Text shown:
● ● ● ● ● ● ●

X^{(trg)} = ODESolve (X^{(lat)}; f^{(trg)}, t_{1} = T, t_{2} = 0)

where X ^(trg) is the generated target domain image, ODESolve(· ; t ₁ = T, t ₂ = 0) represents the numerical approximation of the backward PF‐ODE that maps the latent image to the target domain image, and f ^(trg) is the denoising diffusion model of the target domain SGM.

His‐MMDM focuses on the translation of histopathological images belonging to different domains. Such domains include categorical domains such as different organ sites of the tumor and different types of stains, as well as multi‐omic domains that correspond to different genomic or transcriptomic profiles. Therefore, the denoising diffusion model used in His‐MMDM needs to simultaneously take care of the three types of condition information. For clarity, we first write the categorical condition as $c \in C$ , where $C$ is a finite set containing all the possible categorical conditions that are handled by this model. Second, we use $G = {(g_{i}, m_{i})}_{i = 1}^{| G |}$ to hold the genomic mutation profiles of all the genes considered by the model (denoted by gene set $G$ ) for a particular train/test example, in wch g_i is the name of the ith gene and m_i is the Boolean value of its mutation status. Thirdly, we use $T = {(g_{i}, t_{i})}_{i = 1}^{| G |}$ to hold the transcriptomic expression levels of all the genes considered by the model, in which g_i is the name of the ith gene and t_i is the quantile‐normalized value of its expression level. In this way, the source domain model f ^(src) and the target domain model f ^(trg) can be obtained by providing one model parameterized by θ (f _θ) with different condition information, i.e., f _θ(· ; c ^(src), G ^(src), T ^(src)) and f _θ(· ; c ^(trg), G ^(trg), T ^(trg)), respectively. As the denoising diffusion model is usually implemented as a U‐Net architecture [32], the two types of condition information are added to each layer of the U‐Net model via the categorical embedding and the multi‐omics embedding, respectively:

Layer [l + 1] = Layer [l] + e_{cat} + e_{genomic} + e_{transcriptomic}

The categorical embeddings are initialized randomly and trained together with the parameters of the U‐Net. As for the genomic embeddings, for each gene g, His‐MMDM utilizes one embedding for the wide‐type (WT) version of the gene (e_g ) and the other for the mutated version of the gene ( ${\tilde{e}}_{g}$ ) and use a multi‐layer perceptron (MLP) to transform them, in other words:

e_{genomic} = \sum_{i = 1}^{|G|} ML P_{genomic} (e_{g_{i}} \cdot I \{m_{i} is false\} + {\tilde{e}}_{g_{i}} \cdot I \{m_{i} is true\})

To account for the quantitative effect of transcriptomics, $e_{transcriptomic}^{(i)}$ is implemented as two different networks (both as MLPs) that deal with genes and expression levels separately:

e_{transcriptomic} = \sum_{i = 1}^{|G|} ML P_{transcriptomic} (e_{g_{i}}) \times ML P_{\exp} (e_{g_{i}}, t_{i})

● ● ● ● ● ● ●

Data excerpts:

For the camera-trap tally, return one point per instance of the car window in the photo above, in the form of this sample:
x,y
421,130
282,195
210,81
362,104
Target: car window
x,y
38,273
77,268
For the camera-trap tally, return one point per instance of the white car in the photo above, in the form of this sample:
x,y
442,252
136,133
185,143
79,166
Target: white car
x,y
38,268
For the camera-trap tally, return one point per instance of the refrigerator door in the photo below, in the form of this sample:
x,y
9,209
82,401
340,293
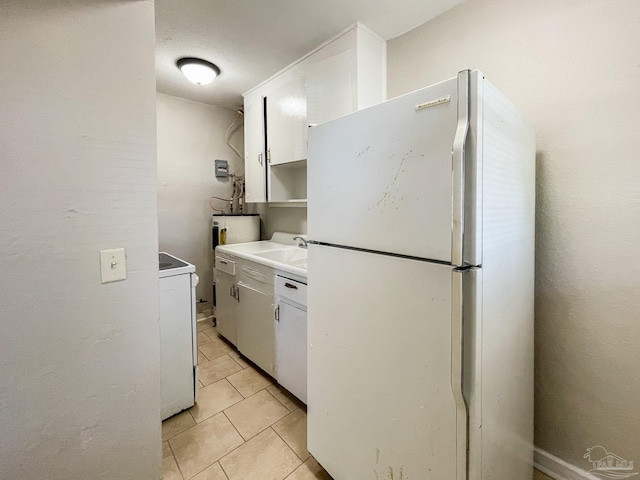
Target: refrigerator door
x,y
381,178
380,367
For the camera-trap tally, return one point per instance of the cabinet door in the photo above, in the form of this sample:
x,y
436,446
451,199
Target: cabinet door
x,y
254,154
291,349
226,307
287,122
330,88
256,336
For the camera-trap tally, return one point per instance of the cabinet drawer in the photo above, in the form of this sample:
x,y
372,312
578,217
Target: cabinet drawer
x,y
252,271
225,265
291,289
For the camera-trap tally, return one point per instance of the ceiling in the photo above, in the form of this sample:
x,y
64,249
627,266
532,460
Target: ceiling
x,y
250,40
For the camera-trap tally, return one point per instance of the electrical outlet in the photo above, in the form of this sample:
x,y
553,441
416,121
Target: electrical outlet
x,y
113,265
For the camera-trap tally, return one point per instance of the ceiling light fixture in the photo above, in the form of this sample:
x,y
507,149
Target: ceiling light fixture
x,y
197,70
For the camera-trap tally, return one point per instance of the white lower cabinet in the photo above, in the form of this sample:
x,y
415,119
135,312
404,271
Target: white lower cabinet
x,y
256,336
264,315
226,304
291,336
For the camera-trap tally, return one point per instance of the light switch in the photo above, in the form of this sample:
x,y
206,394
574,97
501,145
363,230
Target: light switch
x,y
113,265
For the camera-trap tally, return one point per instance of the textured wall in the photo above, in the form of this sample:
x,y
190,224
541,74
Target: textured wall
x,y
190,139
79,361
574,68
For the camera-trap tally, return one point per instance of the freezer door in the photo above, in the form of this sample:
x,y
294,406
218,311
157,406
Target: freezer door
x,y
380,399
381,178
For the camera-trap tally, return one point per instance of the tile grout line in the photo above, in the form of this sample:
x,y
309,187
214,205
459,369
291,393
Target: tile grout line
x,y
287,443
175,459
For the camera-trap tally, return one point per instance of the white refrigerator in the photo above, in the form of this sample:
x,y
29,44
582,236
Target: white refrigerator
x,y
421,282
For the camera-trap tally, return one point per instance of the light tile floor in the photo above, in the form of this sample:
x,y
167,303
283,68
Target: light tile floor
x,y
244,426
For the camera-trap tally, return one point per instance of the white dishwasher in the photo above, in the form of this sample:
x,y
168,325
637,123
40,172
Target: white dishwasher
x,y
291,335
178,349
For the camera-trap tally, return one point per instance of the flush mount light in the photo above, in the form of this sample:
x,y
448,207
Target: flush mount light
x,y
197,70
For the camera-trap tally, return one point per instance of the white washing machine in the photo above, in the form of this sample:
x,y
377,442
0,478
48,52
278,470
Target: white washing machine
x,y
178,347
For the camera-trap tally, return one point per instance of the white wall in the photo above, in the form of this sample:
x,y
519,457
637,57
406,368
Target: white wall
x,y
190,139
79,361
574,67
282,219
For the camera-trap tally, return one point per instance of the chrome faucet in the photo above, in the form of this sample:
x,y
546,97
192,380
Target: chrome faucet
x,y
303,241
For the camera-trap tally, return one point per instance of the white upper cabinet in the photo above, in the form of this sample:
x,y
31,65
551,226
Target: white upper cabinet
x,y
254,153
343,75
287,122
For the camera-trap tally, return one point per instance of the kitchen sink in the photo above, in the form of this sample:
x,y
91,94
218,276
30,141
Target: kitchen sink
x,y
292,255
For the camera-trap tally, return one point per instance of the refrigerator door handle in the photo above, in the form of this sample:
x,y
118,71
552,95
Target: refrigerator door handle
x,y
457,372
457,154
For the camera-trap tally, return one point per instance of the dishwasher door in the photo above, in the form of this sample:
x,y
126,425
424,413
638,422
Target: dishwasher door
x,y
291,336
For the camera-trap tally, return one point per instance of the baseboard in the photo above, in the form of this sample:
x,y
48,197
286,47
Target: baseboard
x,y
557,468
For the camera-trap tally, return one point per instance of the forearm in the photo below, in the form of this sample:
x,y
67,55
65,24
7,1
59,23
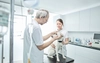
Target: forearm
x,y
46,44
47,36
66,41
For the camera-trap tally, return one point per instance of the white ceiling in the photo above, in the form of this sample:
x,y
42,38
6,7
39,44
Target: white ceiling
x,y
62,6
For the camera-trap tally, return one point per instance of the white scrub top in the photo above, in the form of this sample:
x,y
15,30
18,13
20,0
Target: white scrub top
x,y
36,55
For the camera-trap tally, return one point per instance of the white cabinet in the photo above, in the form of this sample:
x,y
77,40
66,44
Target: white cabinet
x,y
72,21
82,54
84,20
95,19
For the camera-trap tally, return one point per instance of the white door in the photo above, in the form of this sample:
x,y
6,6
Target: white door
x,y
19,26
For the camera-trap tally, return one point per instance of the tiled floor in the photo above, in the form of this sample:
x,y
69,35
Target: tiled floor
x,y
49,60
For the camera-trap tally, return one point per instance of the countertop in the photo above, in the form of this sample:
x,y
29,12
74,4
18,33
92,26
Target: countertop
x,y
91,47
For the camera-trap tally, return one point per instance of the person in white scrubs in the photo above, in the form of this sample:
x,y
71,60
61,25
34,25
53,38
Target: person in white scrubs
x,y
36,54
60,28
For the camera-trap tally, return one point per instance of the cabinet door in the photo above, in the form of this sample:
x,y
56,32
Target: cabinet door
x,y
70,51
85,20
18,10
72,21
90,55
95,19
82,59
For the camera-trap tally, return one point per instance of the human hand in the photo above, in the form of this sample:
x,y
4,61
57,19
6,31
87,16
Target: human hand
x,y
54,32
56,37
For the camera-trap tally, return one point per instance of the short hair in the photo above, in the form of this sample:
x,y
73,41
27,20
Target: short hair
x,y
60,20
42,13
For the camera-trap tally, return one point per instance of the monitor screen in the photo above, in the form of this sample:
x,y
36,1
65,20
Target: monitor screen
x,y
97,36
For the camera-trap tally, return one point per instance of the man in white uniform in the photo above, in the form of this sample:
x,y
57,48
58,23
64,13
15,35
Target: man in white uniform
x,y
36,55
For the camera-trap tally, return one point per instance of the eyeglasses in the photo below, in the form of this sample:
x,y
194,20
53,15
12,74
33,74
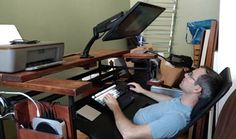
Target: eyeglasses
x,y
190,74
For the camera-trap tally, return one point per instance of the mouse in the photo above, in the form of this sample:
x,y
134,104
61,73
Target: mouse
x,y
130,86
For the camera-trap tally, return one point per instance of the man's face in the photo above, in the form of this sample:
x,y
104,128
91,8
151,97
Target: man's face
x,y
187,84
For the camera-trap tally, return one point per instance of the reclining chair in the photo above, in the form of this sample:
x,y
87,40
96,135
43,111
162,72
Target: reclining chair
x,y
226,125
204,106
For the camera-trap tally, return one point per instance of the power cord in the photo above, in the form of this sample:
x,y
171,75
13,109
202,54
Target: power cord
x,y
20,93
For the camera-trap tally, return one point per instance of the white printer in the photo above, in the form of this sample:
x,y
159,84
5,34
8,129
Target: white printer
x,y
14,58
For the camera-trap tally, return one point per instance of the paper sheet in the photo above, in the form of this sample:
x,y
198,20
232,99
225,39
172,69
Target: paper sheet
x,y
8,33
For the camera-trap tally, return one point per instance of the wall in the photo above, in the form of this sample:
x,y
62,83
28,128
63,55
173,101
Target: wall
x,y
59,20
226,53
191,10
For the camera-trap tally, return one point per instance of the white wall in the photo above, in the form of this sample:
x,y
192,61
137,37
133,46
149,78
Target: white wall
x,y
225,56
191,10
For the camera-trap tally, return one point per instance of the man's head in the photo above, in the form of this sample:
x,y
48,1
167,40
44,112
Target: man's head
x,y
202,82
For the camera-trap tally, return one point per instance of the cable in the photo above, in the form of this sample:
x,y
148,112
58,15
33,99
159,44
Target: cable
x,y
10,113
20,93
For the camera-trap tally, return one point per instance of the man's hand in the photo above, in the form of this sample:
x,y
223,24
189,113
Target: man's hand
x,y
136,87
111,102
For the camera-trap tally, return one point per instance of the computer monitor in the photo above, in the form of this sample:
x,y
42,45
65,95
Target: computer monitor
x,y
138,18
124,25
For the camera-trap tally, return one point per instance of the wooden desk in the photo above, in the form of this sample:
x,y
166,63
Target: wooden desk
x,y
34,80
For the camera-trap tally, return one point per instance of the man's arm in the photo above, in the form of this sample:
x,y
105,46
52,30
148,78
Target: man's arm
x,y
156,96
127,129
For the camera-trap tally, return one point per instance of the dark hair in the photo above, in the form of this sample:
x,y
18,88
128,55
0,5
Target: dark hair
x,y
210,82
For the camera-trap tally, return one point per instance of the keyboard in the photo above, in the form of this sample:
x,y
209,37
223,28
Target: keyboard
x,y
123,97
110,90
41,66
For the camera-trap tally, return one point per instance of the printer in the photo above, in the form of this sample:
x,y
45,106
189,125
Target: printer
x,y
14,58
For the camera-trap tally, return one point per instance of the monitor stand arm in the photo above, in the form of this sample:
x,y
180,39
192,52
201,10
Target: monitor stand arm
x,y
89,45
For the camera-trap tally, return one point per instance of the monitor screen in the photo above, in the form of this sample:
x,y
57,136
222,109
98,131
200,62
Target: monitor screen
x,y
134,21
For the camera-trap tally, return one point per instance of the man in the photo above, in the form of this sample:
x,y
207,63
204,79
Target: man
x,y
170,115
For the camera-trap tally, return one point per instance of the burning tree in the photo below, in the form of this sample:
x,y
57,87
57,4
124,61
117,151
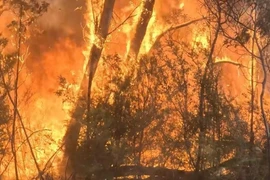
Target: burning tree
x,y
148,92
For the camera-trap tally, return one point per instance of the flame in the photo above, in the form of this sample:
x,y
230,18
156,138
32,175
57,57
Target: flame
x,y
46,116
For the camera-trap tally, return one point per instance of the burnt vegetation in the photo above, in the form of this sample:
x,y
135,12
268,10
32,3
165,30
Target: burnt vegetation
x,y
194,106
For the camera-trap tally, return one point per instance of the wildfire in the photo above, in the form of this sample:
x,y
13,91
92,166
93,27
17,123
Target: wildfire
x,y
63,52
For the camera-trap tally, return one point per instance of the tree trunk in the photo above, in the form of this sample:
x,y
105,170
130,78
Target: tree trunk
x,y
141,27
73,129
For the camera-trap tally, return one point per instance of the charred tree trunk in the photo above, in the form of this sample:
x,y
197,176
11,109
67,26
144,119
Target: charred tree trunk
x,y
73,129
141,27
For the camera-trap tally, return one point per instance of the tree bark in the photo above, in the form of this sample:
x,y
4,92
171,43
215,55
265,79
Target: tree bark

● ● ● ● ● ● ●

Work to complete: Write the continuation of the text on His-MMDM's condition embeddings, starting after its final equation for the transcriptomic embedding. The records are separate material, unrelated to the text on His-MMDM.

Answer space:
We first pre‐train the denoising diffusion model f _θ using the standard classifier‐guided diffusion training procedure on the domains of images between which we wish to translate [84]. We used the Algorithm 1 in [7] for the training procedure.

ALGORITHM 1. Image‐translation with His‐MMDM.

Function TRANSLATE‐IMAGE (X ^(src), f _θ, { c ^(src), G ^(src), T ^(src)} , { c ^(trg), G ^(trg), T ^(trg)})

Inputs:

X ^(src): the source image to translate

f _θ: the trained denoising diffusion model to use

{ c ^(src), G ^(src), T ^(src)}: the three types of condition information of the source image

{c ^(trg), G ^(trg), T ^(trg)}: the three types of condition information of the target image

Constants:

T: number of steps of the DDIM solver

outputs:

X ^(t): the translated image

X_{0}^{(src)} \leftarrow X^{(src)}

for t = 0… T − 1 do // Implementation of ODESolve(X ^(src); f ^(src),t ₁ = 0, t ₂ = T)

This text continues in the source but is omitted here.